### SET EXERCISE 1
In the LongLive article, list every evaluation metric reported for KV-recache, with the score it achieved.
### SET EXERCISE 2
Extract from the LongLive article everything from "The model is" down to "available on GitHub.".

LongLive — 1.3B Video Generation Model at 20.7 FPS with Real-Time Narrative Control

A team of researchers from NVIDIA, MIT, and other institutions introduced LongLive — a framework for real-time long video generation that allows users to control the narrative during video creation. Unlike traditional models that require a single detailed prompt for the entire video, LongLive enables sequential text instruction input, changing the narrative direction, adding new objects, or adjusting visual style during generation. In experiments, researchers used prompt switches every 10 seconds, though the model technically supports instruction changes every 5 seconds.

The model is built on a frame-level autoregressive architecture and achieves 20.7 FPS on a single NVIDIA H100 GPU, supporting video generation up to 240 seconds long. Fine-tuning the 1.3 billion parameter model for minute-long video generation took 32 GPU-days. Researchers employed a key-value recaching mechanism (KV-recache) for smooth prompt transitions without abrupt visual jumps, streaming long tuning on long sequences, and short window attention combined with frame-level attention sink to accelerate inference. Code for training and inference, model weights, and a demo page with examples are publicly available on GitHub.
LongLive is built on the Wan2.1-T2V-1.3B model. Researchers applied fine-tuning using their own methods: key-value recaching, streaming long tuning, and short window attention with frame sink. Training requires significant computational resources — 64 H100 GPUs for 12 hours (32 GPU-days), while inference requires only one H100 GPU.

Architecture and Key Components

LongLive is built on the Wan2.1-T2V-1.3B model, which generates 5-second clips at 16 FPS with 832×480 resolution. The authors adapted the pretrained model into a frame-level autoregressive architecture with causal attention, enabling KV-caching for efficient inference.

LongLive architecture: processing sequential prompts using a 2.5-second attention window instead of the standard 5 seconds and frame sink to maintain long-range frame consistency

KV-recache Mechanism

When switching prompts, the model recalculates the key-value cache, combining already generated frames with new prompt embeddings through cross-attention layers. This eliminates residual semantics from the previous prompt while maintaining visual motion continuity. Experiments confirm that complete cache clearing leads to abrupt visual breaks: Background Consistency 92.75, Subject Consistency 89.59; retaining the old cache causes delays in following new prompts: CLIP Score 25.92; while KV-recache achieves optimal balance: Background Consistency 94.81, Subject Consistency 94.04, CLIP Score 27.87.

### RECORD EXCERPTS
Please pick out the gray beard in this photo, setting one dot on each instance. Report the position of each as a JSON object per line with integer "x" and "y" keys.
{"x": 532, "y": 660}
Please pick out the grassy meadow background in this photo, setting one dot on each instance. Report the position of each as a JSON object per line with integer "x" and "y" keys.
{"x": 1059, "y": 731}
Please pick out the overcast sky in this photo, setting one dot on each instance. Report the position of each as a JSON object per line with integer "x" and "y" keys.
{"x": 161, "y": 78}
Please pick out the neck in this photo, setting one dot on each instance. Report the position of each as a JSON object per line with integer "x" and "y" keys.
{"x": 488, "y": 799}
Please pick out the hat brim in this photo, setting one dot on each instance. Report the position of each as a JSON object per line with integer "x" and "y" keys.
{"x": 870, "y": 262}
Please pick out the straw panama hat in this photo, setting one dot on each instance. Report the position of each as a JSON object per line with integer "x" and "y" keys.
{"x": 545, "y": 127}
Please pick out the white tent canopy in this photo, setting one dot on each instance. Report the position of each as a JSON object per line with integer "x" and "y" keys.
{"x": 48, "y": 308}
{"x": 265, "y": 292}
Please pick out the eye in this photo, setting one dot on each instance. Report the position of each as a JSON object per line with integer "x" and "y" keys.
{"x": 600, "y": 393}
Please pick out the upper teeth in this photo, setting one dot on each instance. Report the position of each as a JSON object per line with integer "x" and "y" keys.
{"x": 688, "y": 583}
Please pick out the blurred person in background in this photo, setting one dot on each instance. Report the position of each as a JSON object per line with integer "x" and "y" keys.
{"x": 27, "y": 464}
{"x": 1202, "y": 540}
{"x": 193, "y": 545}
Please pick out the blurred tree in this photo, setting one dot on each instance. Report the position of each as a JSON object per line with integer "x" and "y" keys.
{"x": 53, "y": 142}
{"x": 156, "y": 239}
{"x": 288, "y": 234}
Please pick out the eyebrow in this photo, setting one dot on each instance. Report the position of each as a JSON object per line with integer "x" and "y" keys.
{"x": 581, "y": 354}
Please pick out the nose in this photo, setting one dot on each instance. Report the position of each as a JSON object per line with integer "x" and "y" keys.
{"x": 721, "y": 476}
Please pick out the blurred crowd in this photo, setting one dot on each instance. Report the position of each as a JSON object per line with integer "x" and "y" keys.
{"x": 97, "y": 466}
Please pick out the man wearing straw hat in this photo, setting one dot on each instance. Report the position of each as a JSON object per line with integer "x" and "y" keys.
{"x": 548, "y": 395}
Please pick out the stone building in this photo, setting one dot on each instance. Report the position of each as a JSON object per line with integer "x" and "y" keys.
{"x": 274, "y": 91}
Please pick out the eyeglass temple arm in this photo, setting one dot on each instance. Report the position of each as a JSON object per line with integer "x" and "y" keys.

### EXPECTED OUTPUT 1
Background Consistency: 94.81
Subject Consistency: 94.04
CLIP Score: 27.87

### EXPECTED OUTPUT 2
The model is built on a frame-level autoregressive architecture and achieves 20.7 FPS on a single NVIDIA H100 GPU, supporting video generation up to 240 seconds long. Fine-tuning the 1.3 billion parameter model for minute-long video generation took 32 GPU-days. Researchers employed a key-value recaching mechanism (KV-recache) for smooth prompt transitions without abrupt visual jumps, streaming long tuning on long sequences, and short window attention combined with frame-level attention sink to accelerate inference. Code for training and inference, model weights, and a demo page with examples are publicly available on GitHub.